[antlr-interest] simple but really messy records

Mark Volkmann r.mark.volkmann at gmail.com
Fri Feb 22 05:06:50 PST 2008


On Fri, Feb 22, 2008 at 4:01 AM, brian <brianchina60221 at gmail.com> wrote:
> I'm trying to decide whether ANTLR is appropriate for something.
>
>  I'm trying to clean up several million one-line fixed-length records
>  from an IBM AS/400. They're entered by humans and are very messy, but
>  the vast majority do have some structure that can be recognized and
>  parsed, say, by regular expressions. I just need to decide which part
>  of the line represents a name, which represents a date, etc. I could
>  write maybe 100 regular expressions and apply them until I got a match
>  to recognize most of them. But I think this does a lot of the same
>  work over and over, making it slow. I might be able to write a truly
>  horrendous regular expression that doesn't redo as much work, but it'd
>  be hard to maintain. I think maybe ANTLR's memoize might help a lot.
+++++
Retype the stretch of the mailing-list post above from "[antlr-interest] simple but" through "appropriate for something.", word for word.

[Supplied information]:
+++++
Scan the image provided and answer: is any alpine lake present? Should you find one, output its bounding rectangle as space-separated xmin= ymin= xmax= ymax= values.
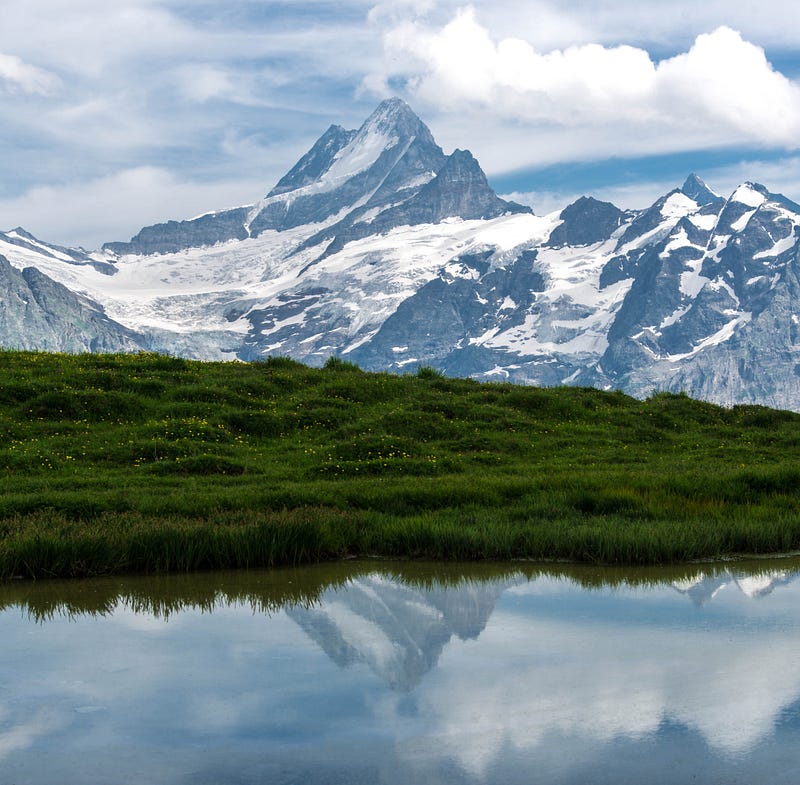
xmin=0 ymin=557 xmax=800 ymax=785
+++++
[Completed task]:
[antlr-interest] simple but really messy records

Mark Volkmann r.mark.volkmann at gmail.com
Fri Feb 22 05:06:50 PST 2008


On Fri, Feb 22, 2008 at 4:01 AM, brian <brianchina60221 at gmail.com> wrote:
> I'm trying to decide whether ANTLR is appropriate for something.